## [TASK DETAILS]
Edit the listing from the line containing "Place a point on every instance of the small white" through the line containing "Place a point on every instance of the red cargo" by replacing "autumn tree" with "fall-colored tree". Keep everything else the same, and return only those lines.

## [INPUT FOR THIS TASK]
* * * * * * *
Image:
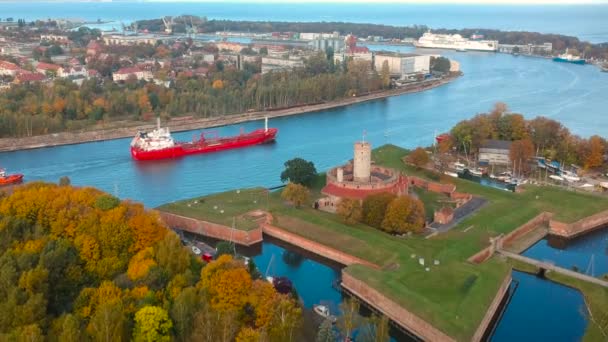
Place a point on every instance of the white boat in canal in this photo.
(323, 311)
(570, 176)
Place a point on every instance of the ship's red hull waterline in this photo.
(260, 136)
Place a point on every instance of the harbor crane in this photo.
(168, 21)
* * * * * * *
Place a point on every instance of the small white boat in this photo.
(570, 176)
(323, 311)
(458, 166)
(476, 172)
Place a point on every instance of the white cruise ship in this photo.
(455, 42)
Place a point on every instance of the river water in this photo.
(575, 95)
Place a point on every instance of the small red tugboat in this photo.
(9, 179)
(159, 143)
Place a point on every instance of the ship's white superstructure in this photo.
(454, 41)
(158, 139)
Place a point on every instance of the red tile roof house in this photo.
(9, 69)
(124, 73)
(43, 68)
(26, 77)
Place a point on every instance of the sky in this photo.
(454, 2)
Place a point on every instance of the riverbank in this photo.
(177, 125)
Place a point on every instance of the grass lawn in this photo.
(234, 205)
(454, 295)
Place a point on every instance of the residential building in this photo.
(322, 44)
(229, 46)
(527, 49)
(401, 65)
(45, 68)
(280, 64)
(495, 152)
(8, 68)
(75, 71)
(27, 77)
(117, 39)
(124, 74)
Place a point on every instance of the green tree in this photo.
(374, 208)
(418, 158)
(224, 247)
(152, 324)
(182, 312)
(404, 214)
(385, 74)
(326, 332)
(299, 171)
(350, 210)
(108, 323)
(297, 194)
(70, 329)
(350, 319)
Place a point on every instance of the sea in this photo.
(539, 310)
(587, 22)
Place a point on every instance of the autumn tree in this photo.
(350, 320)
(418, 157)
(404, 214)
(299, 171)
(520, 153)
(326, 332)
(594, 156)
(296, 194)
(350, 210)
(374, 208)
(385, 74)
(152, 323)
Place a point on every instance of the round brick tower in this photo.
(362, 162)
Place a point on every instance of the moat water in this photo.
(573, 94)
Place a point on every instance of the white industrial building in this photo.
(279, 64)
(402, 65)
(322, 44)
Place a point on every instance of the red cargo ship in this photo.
* * * * * * *
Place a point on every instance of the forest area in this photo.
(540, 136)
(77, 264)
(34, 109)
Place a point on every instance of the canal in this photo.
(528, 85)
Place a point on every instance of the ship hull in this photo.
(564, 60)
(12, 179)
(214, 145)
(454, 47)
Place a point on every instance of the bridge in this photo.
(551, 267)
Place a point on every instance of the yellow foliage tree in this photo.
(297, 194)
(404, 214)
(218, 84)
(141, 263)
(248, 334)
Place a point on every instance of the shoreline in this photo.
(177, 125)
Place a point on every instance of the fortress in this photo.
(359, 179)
* * * * * * *
## [COMPLETE OUTPUT]
Place a point on every instance of the small white boat in this photo.
(570, 176)
(323, 311)
(458, 166)
(476, 172)
Place a point on every instance of the white cruise ship in this photo.
(455, 42)
Place a point on every instance of the river water in this photo.
(575, 95)
Place a point on every instance of the small red tugboat in this photo.
(9, 179)
(159, 143)
Place a point on every instance of the ship's white superstructure in this photo.
(454, 41)
(158, 139)
Place a point on every instance of the red tile roof house in this photo.
(9, 69)
(124, 73)
(43, 68)
(26, 77)
Place a point on every instance of the sky in this photo.
(454, 2)
Place a point on every instance of the riverbank in this photo.
(177, 125)
Place a point on every instance of the grass lawn in this photo.
(234, 205)
(454, 295)
Place a point on every instance of the residential building in this photo.
(322, 44)
(229, 46)
(527, 49)
(401, 65)
(45, 68)
(280, 64)
(495, 152)
(8, 68)
(75, 71)
(27, 77)
(117, 39)
(124, 74)
Place a point on every instance of the green tree in this photo.
(374, 208)
(418, 158)
(224, 247)
(152, 324)
(182, 312)
(404, 214)
(385, 74)
(326, 332)
(299, 171)
(350, 210)
(108, 323)
(297, 194)
(70, 329)
(350, 319)
Place a point on every instance of the sea in this photo.
(539, 310)
(587, 22)
Place a point on every instance of the fall-colored tree in this photo.
(350, 320)
(418, 157)
(404, 214)
(299, 171)
(520, 153)
(326, 332)
(594, 156)
(296, 194)
(350, 210)
(374, 208)
(385, 74)
(152, 323)
Place a point on every instance of the round brick tower in this photo.
(362, 162)
Place a point on every instance of the moat water in this photo.
(573, 94)
Place a point on every instance of the white industrial building in this photo.
(279, 64)
(402, 65)
(322, 44)
Place a point on every instance of the red cargo ship in this photo.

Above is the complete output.